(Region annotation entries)
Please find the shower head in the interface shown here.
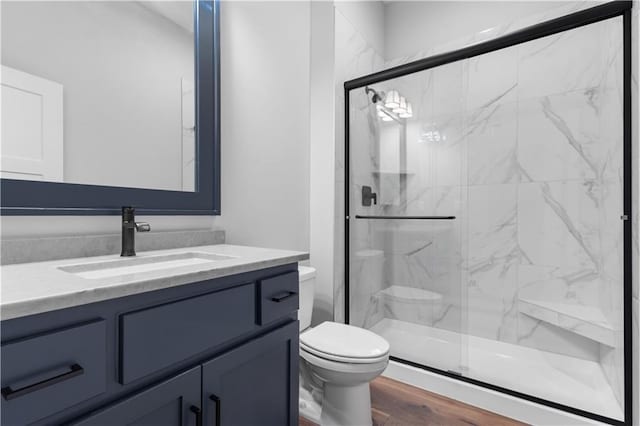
[364,86,384,104]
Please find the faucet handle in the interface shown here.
[136,222,151,232]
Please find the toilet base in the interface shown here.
[320,382,372,426]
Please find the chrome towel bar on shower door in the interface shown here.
[356,214,456,220]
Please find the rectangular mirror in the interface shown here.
[0,0,219,214]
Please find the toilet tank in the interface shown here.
[298,266,316,331]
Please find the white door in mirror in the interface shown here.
[0,65,63,182]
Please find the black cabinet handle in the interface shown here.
[271,291,298,303]
[189,405,202,426]
[1,364,84,401]
[209,394,220,426]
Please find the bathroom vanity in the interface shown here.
[0,245,308,426]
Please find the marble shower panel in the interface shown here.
[344,6,624,420]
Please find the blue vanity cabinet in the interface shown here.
[202,322,298,426]
[0,263,299,426]
[72,367,202,426]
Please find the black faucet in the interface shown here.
[120,207,151,256]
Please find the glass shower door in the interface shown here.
[349,59,467,374]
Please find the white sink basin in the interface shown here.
[58,252,236,279]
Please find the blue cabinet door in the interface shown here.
[72,366,202,426]
[202,321,298,426]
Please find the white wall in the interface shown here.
[335,0,386,56]
[384,0,570,60]
[2,1,194,190]
[215,2,310,250]
[309,2,335,324]
[1,2,310,256]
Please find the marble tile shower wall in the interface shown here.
[344,12,623,401]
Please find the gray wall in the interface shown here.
[216,2,313,250]
[382,0,575,60]
[2,1,194,190]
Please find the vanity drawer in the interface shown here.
[120,283,258,384]
[258,271,299,324]
[1,320,107,425]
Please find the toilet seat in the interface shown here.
[300,321,389,364]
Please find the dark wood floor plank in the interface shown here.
[300,377,524,426]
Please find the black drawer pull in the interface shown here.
[271,291,298,303]
[209,394,220,426]
[1,364,84,401]
[189,405,202,426]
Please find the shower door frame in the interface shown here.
[344,1,633,425]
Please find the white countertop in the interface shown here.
[0,244,309,320]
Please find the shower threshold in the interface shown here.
[370,318,624,419]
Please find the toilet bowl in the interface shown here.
[299,266,389,426]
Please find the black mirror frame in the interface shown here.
[0,0,220,215]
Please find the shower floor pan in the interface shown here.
[371,318,624,419]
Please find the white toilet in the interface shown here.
[298,266,389,426]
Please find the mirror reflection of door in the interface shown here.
[0,1,197,191]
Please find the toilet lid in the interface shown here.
[300,321,389,360]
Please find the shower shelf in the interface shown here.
[519,298,620,347]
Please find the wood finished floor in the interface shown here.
[300,377,524,426]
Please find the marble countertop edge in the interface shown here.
[0,244,309,321]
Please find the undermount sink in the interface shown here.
[58,252,236,279]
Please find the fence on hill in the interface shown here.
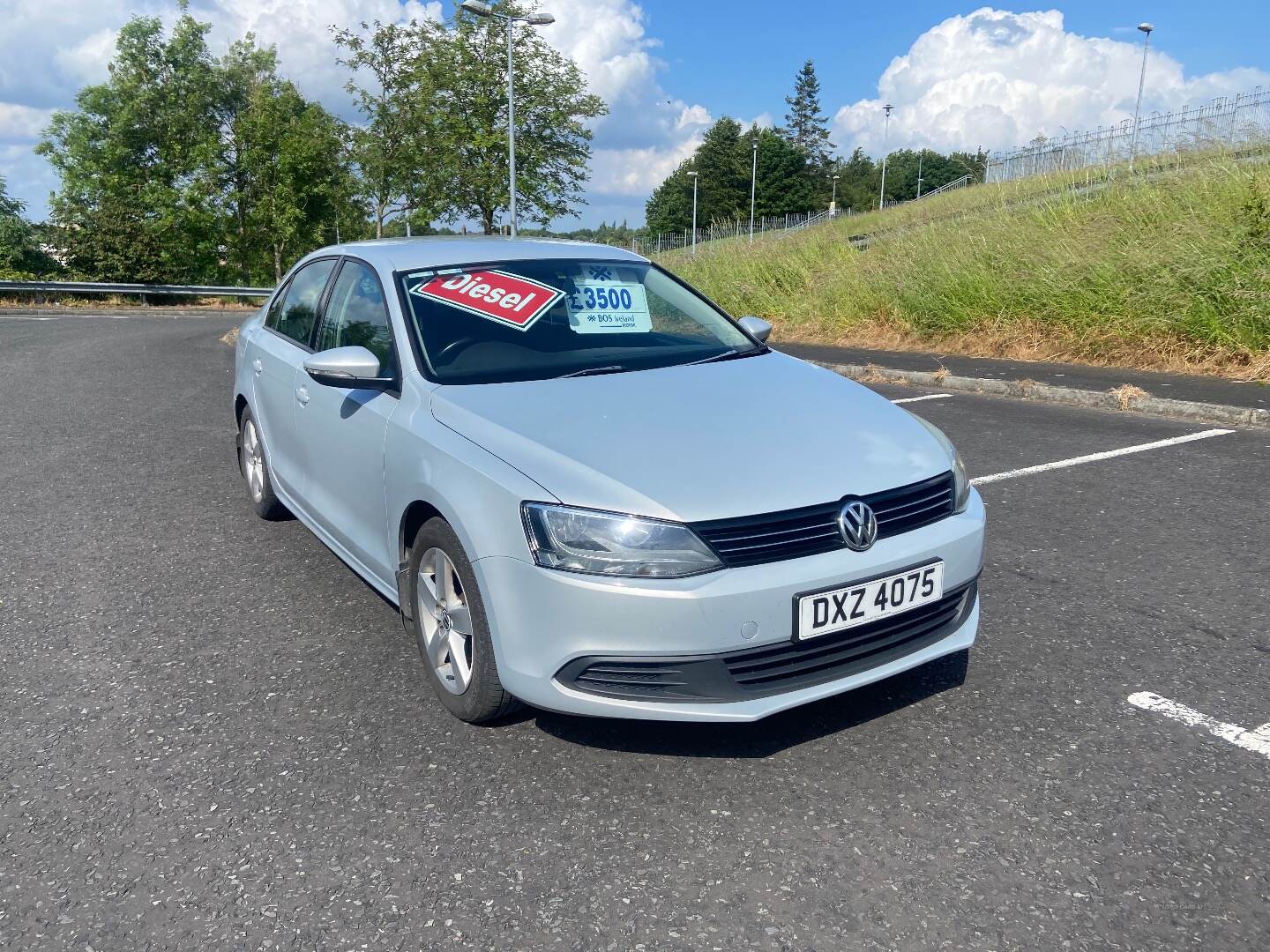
[984,86,1270,182]
[631,208,854,255]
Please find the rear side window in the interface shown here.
[317,262,396,377]
[265,257,335,346]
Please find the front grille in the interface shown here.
[557,582,978,702]
[692,472,953,568]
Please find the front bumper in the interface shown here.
[474,491,984,721]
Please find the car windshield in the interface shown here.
[399,259,766,383]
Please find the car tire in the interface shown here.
[237,407,291,522]
[409,518,519,724]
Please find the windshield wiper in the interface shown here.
[557,363,629,380]
[687,348,767,367]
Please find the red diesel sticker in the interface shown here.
[410,271,564,330]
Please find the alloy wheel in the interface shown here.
[414,548,473,695]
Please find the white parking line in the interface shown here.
[1129,690,1270,758]
[890,393,952,404]
[970,430,1235,487]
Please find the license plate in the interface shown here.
[794,562,944,641]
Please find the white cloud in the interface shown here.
[0,0,711,219]
[0,103,53,142]
[833,6,1270,155]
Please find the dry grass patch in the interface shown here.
[1108,383,1151,410]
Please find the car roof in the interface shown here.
[305,234,647,271]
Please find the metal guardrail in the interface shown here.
[913,175,974,202]
[0,280,273,303]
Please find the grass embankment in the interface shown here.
[663,155,1270,381]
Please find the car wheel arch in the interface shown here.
[398,499,457,563]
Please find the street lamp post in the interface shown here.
[750,143,758,243]
[459,0,555,234]
[1129,23,1154,171]
[878,103,895,212]
[688,171,698,254]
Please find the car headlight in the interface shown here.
[520,502,722,579]
[952,450,970,513]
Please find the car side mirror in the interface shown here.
[305,346,393,390]
[736,317,773,344]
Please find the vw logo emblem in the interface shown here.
[838,499,878,552]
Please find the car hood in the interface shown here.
[432,352,950,522]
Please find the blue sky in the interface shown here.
[0,0,1270,227]
[643,0,1270,136]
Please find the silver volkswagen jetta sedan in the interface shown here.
[234,237,984,721]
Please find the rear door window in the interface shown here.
[265,257,335,346]
[317,260,396,377]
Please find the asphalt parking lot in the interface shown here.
[0,316,1270,952]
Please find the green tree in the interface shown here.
[221,35,357,283]
[0,175,56,279]
[743,126,828,219]
[334,20,450,237]
[781,60,833,170]
[684,115,751,227]
[832,146,881,212]
[35,11,222,282]
[433,3,609,234]
[644,159,710,234]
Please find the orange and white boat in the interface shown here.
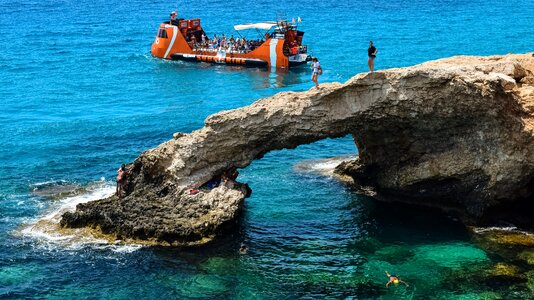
[151,15,311,69]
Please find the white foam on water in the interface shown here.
[18,182,142,253]
[295,156,354,176]
[473,226,517,233]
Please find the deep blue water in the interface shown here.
[0,0,534,299]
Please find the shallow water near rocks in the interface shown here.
[0,0,534,299]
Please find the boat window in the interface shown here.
[158,29,167,39]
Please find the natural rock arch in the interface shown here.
[62,55,534,244]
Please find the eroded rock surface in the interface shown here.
[62,54,534,244]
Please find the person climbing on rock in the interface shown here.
[367,41,378,72]
[312,57,323,89]
[115,164,128,199]
[386,271,409,287]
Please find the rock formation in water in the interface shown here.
[62,54,534,244]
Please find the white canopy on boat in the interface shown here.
[234,22,276,30]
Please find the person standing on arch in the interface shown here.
[367,41,378,72]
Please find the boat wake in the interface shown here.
[15,180,142,252]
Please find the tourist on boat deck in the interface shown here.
[170,11,178,25]
[386,271,409,287]
[312,57,323,89]
[367,41,378,72]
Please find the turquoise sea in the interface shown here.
[0,0,534,299]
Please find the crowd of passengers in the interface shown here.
[188,33,305,55]
[188,33,264,53]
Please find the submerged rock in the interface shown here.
[62,54,534,244]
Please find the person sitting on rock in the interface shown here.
[115,164,128,198]
[386,271,409,287]
[224,165,239,181]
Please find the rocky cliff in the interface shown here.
[62,54,534,244]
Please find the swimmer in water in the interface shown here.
[239,244,248,254]
[386,271,409,287]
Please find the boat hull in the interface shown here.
[170,53,269,68]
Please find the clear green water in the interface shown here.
[0,0,534,299]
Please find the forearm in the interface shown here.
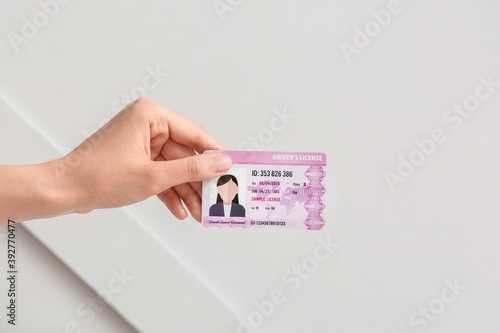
[0,159,85,225]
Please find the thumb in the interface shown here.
[153,153,232,189]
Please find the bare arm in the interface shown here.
[0,98,231,225]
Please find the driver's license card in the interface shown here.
[202,150,326,230]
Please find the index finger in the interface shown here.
[164,107,224,154]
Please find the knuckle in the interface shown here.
[186,158,202,181]
[134,96,154,105]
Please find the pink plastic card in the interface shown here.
[202,150,326,230]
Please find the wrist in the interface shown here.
[38,157,92,215]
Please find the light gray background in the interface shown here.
[0,0,500,333]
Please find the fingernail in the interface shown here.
[212,155,233,172]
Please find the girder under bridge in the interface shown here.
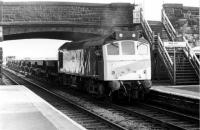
[0,1,135,41]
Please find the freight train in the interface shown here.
[7,31,151,99]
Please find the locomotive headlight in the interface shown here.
[119,33,123,37]
[112,71,115,75]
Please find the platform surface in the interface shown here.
[151,85,200,100]
[0,85,85,130]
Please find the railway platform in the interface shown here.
[151,85,200,100]
[0,85,85,130]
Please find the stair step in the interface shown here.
[176,72,196,76]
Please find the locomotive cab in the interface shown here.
[102,34,151,98]
[103,33,151,81]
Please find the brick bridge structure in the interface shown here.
[0,2,138,41]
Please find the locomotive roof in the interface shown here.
[59,37,111,50]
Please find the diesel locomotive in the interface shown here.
[7,31,151,99]
[58,31,151,98]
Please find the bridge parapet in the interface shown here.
[0,2,134,26]
[0,2,138,40]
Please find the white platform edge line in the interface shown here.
[20,85,87,130]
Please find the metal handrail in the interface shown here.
[158,36,174,82]
[162,9,200,83]
[140,8,154,45]
[183,37,200,78]
[162,9,177,40]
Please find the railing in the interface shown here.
[183,37,200,79]
[157,36,175,82]
[162,9,177,40]
[140,8,154,45]
[162,9,200,83]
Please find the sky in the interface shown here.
[0,0,200,59]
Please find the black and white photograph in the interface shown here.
[0,0,200,130]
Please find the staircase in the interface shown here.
[166,48,199,85]
[140,10,200,85]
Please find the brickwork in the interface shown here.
[0,2,134,40]
[2,2,133,26]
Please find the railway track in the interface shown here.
[3,68,199,130]
[147,90,200,118]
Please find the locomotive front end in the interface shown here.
[103,32,151,98]
[103,33,151,81]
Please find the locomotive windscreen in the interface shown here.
[121,41,135,55]
[107,42,119,55]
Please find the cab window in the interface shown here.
[121,41,135,55]
[107,43,119,55]
[137,44,148,55]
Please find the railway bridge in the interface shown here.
[0,1,135,41]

* Goal *
Transcribe the lines from the start through the line containing "[0,0,219,214]", including both ends, without changing them. Omit the pictures from your answer.

* Task result *
Please find the shower head in the interface shown here.
[364,86,384,104]
Please find the faucet handle in the interface shown here.
[136,222,151,232]
Please find the toilet base in the interface shown here.
[320,382,372,426]
Please find the chrome towel bar on shower door in the interface shown here.
[356,214,456,220]
Please find the rectangular mirror in the interface shown here.
[0,0,219,214]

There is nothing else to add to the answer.